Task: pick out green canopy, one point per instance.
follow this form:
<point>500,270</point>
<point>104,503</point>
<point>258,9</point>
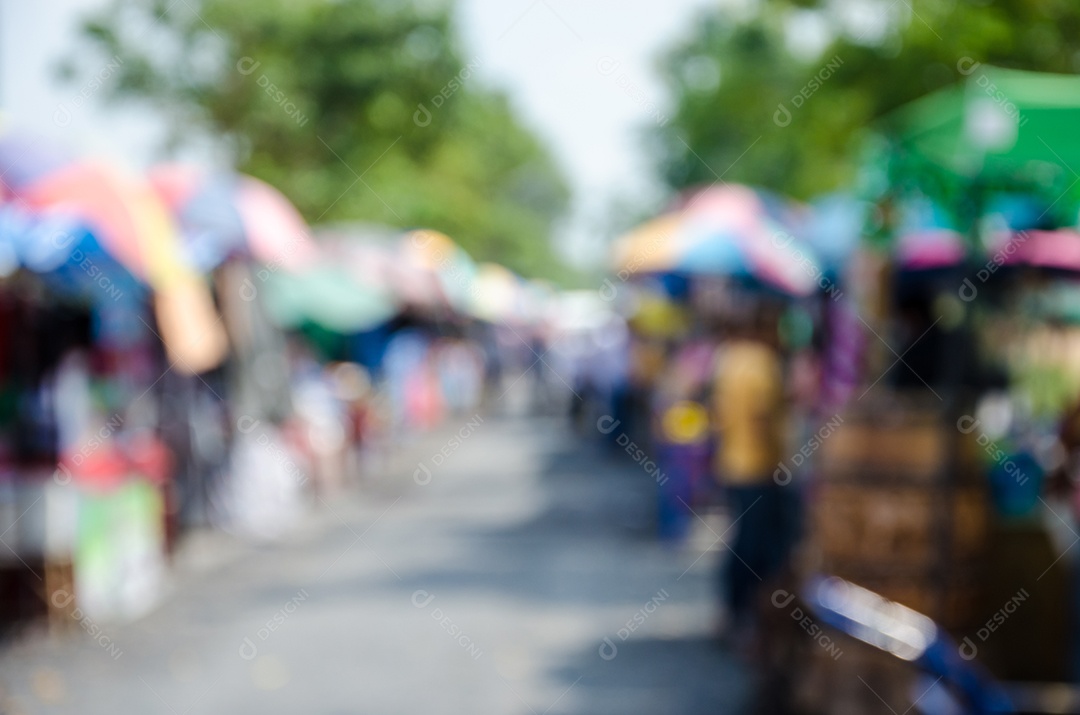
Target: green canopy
<point>328,296</point>
<point>999,124</point>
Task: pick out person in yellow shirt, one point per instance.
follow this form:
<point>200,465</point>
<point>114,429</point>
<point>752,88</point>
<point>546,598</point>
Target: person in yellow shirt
<point>748,412</point>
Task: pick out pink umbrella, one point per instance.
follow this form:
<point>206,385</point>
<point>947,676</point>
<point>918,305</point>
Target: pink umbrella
<point>937,247</point>
<point>1058,250</point>
<point>220,213</point>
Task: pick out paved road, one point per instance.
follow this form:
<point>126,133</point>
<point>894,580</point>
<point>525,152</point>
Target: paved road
<point>489,590</point>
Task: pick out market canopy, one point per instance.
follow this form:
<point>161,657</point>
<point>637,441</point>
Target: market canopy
<point>221,213</point>
<point>999,125</point>
<point>329,296</point>
<point>728,230</point>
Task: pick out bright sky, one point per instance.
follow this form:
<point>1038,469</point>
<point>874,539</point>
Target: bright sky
<point>580,71</point>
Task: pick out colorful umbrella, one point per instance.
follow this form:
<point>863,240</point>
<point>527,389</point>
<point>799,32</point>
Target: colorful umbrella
<point>129,219</point>
<point>221,214</point>
<point>728,230</point>
<point>437,253</point>
<point>1055,250</point>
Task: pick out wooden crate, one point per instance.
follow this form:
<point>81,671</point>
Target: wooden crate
<point>895,524</point>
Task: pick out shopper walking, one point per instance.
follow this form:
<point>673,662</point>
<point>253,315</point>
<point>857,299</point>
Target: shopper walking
<point>748,407</point>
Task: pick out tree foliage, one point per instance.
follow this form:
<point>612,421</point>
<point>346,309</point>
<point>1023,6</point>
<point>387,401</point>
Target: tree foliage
<point>356,109</point>
<point>755,105</point>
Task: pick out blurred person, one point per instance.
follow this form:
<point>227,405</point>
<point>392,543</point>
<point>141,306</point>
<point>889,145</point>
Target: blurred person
<point>680,431</point>
<point>748,408</point>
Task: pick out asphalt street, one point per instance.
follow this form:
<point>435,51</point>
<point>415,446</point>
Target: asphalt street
<point>517,574</point>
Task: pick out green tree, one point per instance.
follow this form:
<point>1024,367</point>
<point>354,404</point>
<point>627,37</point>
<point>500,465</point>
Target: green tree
<point>356,109</point>
<point>734,79</point>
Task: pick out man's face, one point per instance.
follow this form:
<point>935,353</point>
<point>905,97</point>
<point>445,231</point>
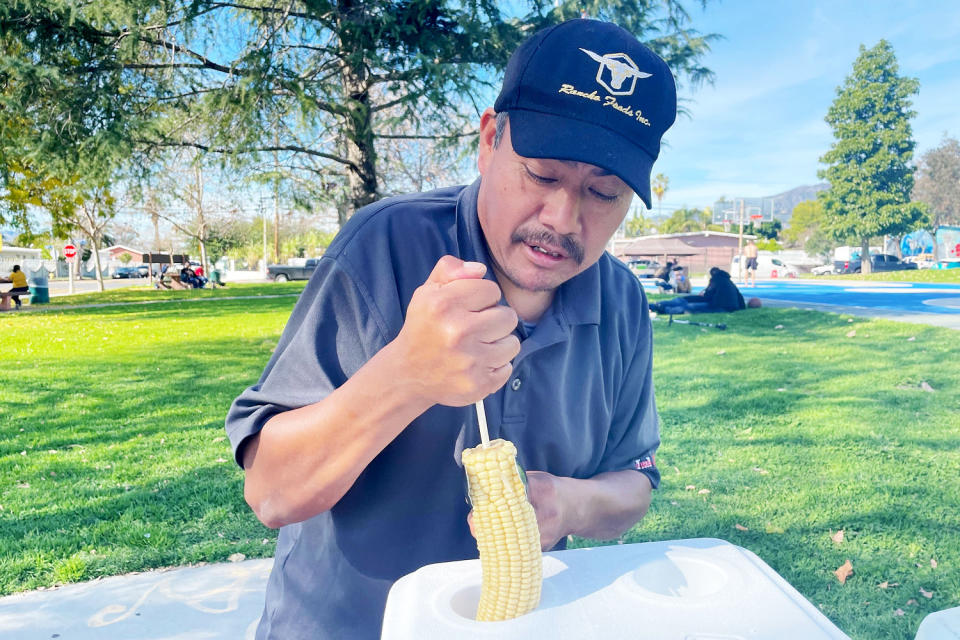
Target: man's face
<point>544,220</point>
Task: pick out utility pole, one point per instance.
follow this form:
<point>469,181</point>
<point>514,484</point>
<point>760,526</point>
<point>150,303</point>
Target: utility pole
<point>740,245</point>
<point>263,217</point>
<point>276,196</point>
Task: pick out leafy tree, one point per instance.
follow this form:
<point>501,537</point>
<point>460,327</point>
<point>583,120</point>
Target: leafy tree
<point>659,186</point>
<point>109,84</point>
<point>868,166</point>
<point>636,226</point>
<point>938,182</point>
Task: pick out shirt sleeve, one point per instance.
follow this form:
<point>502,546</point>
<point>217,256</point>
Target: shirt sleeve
<point>331,333</point>
<point>635,431</point>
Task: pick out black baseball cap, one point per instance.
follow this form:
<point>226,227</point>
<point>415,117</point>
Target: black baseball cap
<point>589,91</point>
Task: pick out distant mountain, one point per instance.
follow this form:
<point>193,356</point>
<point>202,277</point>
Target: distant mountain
<point>783,203</point>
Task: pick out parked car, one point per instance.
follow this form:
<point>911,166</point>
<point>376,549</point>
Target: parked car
<point>767,267</point>
<point>285,272</point>
<point>878,262</point>
<point>126,272</point>
<point>643,267</point>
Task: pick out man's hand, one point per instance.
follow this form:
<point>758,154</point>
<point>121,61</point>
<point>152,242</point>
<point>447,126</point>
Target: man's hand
<point>545,492</point>
<point>602,507</point>
<point>457,339</point>
<point>542,491</point>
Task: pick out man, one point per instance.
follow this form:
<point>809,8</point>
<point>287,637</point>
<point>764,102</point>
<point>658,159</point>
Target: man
<point>720,295</point>
<point>19,280</point>
<point>750,252</point>
<point>424,304</point>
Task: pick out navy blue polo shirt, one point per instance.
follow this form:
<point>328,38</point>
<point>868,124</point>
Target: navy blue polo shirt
<point>580,402</point>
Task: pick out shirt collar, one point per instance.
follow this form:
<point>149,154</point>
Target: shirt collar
<point>577,300</point>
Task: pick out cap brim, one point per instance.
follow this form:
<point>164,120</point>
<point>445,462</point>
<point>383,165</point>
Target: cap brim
<point>542,135</point>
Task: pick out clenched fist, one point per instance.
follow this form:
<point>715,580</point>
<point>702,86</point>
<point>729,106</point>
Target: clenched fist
<point>457,339</point>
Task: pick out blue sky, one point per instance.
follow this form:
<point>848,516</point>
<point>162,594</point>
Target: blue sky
<point>759,130</point>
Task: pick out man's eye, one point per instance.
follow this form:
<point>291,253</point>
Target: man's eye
<point>539,178</point>
<point>604,196</point>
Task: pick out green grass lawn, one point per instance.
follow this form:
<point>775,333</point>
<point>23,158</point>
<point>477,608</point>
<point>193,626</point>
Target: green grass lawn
<point>113,456</point>
<point>144,293</point>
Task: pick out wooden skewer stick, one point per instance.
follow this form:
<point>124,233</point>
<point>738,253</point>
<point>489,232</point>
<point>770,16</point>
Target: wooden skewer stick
<point>482,421</point>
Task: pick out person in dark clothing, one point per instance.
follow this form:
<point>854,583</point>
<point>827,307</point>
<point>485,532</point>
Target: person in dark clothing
<point>719,296</point>
<point>664,272</point>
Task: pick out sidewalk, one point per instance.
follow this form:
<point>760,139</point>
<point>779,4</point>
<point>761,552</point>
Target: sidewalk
<point>209,602</point>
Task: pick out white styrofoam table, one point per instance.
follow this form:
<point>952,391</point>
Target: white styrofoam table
<point>942,625</point>
<point>698,589</point>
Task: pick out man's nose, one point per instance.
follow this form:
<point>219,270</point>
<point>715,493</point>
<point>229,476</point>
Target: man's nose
<point>561,212</point>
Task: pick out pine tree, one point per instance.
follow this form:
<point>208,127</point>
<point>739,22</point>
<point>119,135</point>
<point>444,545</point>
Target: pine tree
<point>868,166</point>
<point>111,84</point>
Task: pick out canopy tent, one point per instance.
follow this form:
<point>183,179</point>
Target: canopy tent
<point>658,247</point>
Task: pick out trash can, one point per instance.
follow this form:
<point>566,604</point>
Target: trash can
<point>39,286</point>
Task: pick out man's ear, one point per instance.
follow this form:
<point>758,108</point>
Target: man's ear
<point>488,131</point>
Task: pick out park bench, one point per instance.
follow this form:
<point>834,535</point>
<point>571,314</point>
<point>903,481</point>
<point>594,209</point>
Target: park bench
<point>171,281</point>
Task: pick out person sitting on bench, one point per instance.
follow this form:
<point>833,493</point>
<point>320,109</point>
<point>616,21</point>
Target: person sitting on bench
<point>720,295</point>
<point>19,280</point>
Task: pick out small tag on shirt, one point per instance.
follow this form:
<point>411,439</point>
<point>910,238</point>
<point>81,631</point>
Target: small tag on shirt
<point>646,462</point>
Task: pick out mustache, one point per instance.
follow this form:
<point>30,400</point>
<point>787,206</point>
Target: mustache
<point>570,246</point>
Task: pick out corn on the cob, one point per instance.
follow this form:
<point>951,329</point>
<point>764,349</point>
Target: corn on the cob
<point>507,534</point>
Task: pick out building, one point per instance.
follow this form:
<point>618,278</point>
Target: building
<point>696,250</point>
<point>766,209</point>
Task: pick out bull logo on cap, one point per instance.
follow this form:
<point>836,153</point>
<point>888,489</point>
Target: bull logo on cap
<point>621,67</point>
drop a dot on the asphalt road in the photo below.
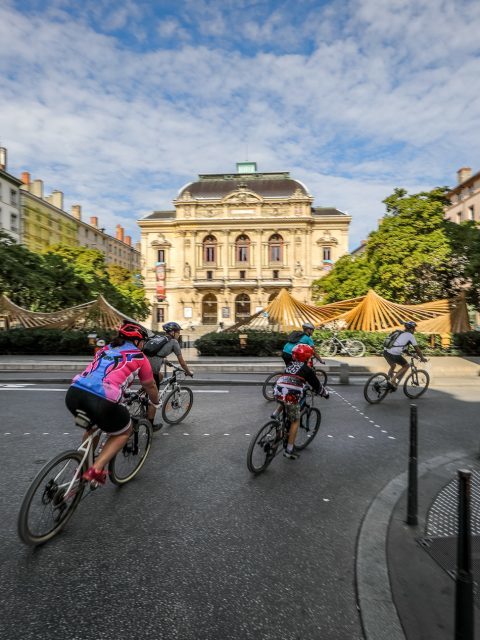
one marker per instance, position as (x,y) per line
(195,548)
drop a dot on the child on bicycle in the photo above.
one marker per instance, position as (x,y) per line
(98,392)
(300,337)
(400,341)
(290,388)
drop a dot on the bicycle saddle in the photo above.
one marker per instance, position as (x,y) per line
(82,420)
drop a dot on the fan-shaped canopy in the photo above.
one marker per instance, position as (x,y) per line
(97,313)
(365,313)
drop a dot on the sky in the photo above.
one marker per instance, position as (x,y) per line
(120,104)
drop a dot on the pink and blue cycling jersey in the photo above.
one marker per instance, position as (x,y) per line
(113,370)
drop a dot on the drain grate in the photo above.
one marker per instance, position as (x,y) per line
(441,530)
(442,517)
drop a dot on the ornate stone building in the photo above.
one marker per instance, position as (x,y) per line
(465,197)
(232,242)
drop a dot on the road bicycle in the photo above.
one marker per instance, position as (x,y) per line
(272,437)
(379,385)
(270,381)
(175,399)
(58,488)
(331,346)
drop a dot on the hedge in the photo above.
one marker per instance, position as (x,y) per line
(49,342)
(270,343)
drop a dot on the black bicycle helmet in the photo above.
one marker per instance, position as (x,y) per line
(171,326)
(132,331)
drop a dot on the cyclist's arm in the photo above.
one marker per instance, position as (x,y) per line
(184,365)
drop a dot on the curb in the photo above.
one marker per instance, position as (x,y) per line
(377,609)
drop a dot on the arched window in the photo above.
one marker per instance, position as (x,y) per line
(242,307)
(242,248)
(209,309)
(210,250)
(275,248)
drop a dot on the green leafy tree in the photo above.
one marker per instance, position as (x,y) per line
(415,255)
(349,278)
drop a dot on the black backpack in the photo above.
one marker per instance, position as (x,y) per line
(295,336)
(390,340)
(153,346)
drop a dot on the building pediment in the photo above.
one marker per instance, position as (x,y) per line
(160,241)
(242,195)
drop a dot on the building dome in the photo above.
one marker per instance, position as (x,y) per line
(266,185)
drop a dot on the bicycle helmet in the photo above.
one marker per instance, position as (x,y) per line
(132,331)
(302,352)
(171,326)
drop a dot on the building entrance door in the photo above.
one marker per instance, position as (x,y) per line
(209,309)
(242,307)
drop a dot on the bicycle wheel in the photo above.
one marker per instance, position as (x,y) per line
(263,447)
(416,383)
(308,427)
(322,376)
(376,388)
(328,348)
(128,462)
(355,348)
(177,405)
(51,499)
(269,385)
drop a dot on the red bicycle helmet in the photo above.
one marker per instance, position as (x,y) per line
(132,331)
(302,352)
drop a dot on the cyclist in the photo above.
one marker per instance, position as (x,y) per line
(393,354)
(167,344)
(300,337)
(98,391)
(290,389)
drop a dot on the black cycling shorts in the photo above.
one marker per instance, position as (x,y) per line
(392,359)
(108,416)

━━━━━━━━

■ Directions for this task ■
Using the data above, transcribe the lines that run from the line with "drop a dot on the ornate" to the line with "drop a dot on the building entrance", both ends kept, and output nothing else.

■ Response for this exercise ■
drop a dot on the ornate stone building in the photo above.
one marker per instance, position as (x,y) per line
(465,197)
(232,242)
drop a dot on the road bicycle in the photo above.
one marker per instance, position as (x,y) per line
(272,437)
(379,385)
(270,381)
(175,399)
(58,488)
(331,346)
drop a dot on the hedge in the photo above.
one marker per instance, position as (x,y) per line
(49,342)
(270,343)
drop a dot on the black bicycle helmet in the photo above.
one marker per instance, position as (x,y) per line
(171,326)
(132,331)
drop a dot on the cyclist's arm in the photo above.
one marker per instance, position as (x,y) per line
(184,365)
drop a dot on the curb in the photo above.
one marker per instance, position as (x,y) per line
(377,609)
drop a dot on the arched window in the photo above.
one marker per instance, position as (x,y) per line
(242,307)
(242,248)
(209,309)
(210,250)
(275,248)
drop a dot on the green leafy tree in the photo above.
one marker per instance, position as (x,y) per line
(415,255)
(349,278)
drop a dot on the black backpack in the photo above.
one marker per instance, position as (x,y) per line
(295,336)
(390,340)
(153,346)
drop a dot on the building pediment in the photo above.
one marker per instance, position as (x,y) per line
(160,241)
(242,195)
drop a dot on the building dome in the photo above.
one marker per instance, position as (x,y) per line
(266,185)
drop a dot on the bicycle helmet in the photo above.
one marker per instance, position as (x,y) per line
(132,331)
(302,352)
(171,326)
drop a dot on the building entrance door in the photo above.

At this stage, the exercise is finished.